§ Exercise description:
Reproduce verbatim the lines of the listing below, starting with the line that contains "Each instance of the girl's face" and continuing through the final line of the listing, with both ends included.

─── Record excerpts ───

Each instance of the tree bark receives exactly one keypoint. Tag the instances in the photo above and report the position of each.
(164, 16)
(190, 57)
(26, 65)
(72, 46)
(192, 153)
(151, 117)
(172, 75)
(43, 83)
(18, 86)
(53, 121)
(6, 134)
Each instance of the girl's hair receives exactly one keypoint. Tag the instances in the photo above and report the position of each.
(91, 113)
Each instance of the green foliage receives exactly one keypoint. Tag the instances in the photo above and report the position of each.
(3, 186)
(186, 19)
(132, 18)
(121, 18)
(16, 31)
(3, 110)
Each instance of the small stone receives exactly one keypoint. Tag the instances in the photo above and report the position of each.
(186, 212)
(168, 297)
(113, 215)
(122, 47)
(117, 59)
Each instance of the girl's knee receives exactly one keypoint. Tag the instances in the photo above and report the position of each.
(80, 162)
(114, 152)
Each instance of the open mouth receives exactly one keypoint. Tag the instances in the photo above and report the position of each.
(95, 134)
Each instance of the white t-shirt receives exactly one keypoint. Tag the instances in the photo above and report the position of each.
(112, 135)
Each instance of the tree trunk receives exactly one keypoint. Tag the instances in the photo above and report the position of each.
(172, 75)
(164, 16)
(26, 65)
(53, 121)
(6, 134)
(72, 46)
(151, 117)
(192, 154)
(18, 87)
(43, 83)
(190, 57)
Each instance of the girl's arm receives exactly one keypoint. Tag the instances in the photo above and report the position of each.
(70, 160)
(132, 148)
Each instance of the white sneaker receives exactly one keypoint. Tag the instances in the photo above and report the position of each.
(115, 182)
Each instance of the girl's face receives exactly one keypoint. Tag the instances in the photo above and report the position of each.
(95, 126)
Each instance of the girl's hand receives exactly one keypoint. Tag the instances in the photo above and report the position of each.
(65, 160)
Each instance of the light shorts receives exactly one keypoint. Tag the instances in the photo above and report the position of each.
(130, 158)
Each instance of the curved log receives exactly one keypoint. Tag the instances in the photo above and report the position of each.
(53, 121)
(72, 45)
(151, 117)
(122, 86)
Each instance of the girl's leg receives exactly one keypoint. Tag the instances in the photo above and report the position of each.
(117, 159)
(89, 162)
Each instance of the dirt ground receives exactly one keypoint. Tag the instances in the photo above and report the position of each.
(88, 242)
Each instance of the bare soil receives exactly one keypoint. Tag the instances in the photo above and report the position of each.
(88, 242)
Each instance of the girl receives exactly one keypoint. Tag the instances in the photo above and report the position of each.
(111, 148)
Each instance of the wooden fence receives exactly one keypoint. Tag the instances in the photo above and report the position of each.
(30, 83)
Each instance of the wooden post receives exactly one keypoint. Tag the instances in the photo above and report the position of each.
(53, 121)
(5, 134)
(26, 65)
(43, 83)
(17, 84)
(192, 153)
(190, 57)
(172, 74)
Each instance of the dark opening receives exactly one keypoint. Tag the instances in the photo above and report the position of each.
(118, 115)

───

§ Answer for this exercise:
Each instance of the girl's face receives exactly one keypoint. Tag the instances in the photo above and report the position of each.
(95, 126)
Each instance of the girl's hand receives exactly one keypoint. Tag the instances in the photo above and report the position of each.
(65, 160)
Each instance of the light shorts receives exactly one keypoint. Tag the instances in the photo above and report the position of each.
(130, 158)
Each instance of the curved log receives exactly one keypoint. Tag the instances in the photo above and report the position of each.
(53, 121)
(72, 45)
(151, 117)
(122, 86)
Each instance of the girl's leg receives exactly one keypoint. Tag the instances in the photo above and report the position of each.
(117, 159)
(89, 162)
Each instance of the dirt ground receives exactly one keypoint. Tag the instances in the photo above and report the position of each.
(88, 242)
Each instance of the bare soil receives exactly one keypoint. Tag the instances in the photo above and report the position of each.
(88, 242)
Each instance of the girl receives exactly one keypoint. Tag the instances in the photo above and report the position of each.
(111, 148)
Each instance of the wooden fence receives exactly one keypoint. Tag the instances in the photo above and report the position of each.
(30, 83)
Each instance of the wooden post receives exactly one keypoint. Tag the instances in the photo above and report the position of each.
(53, 121)
(5, 134)
(26, 65)
(43, 83)
(17, 84)
(192, 153)
(190, 57)
(172, 74)
Each instance of the dark opening receives exactly one keypoint. Tag the instances in the photo above and report the position of each.
(118, 115)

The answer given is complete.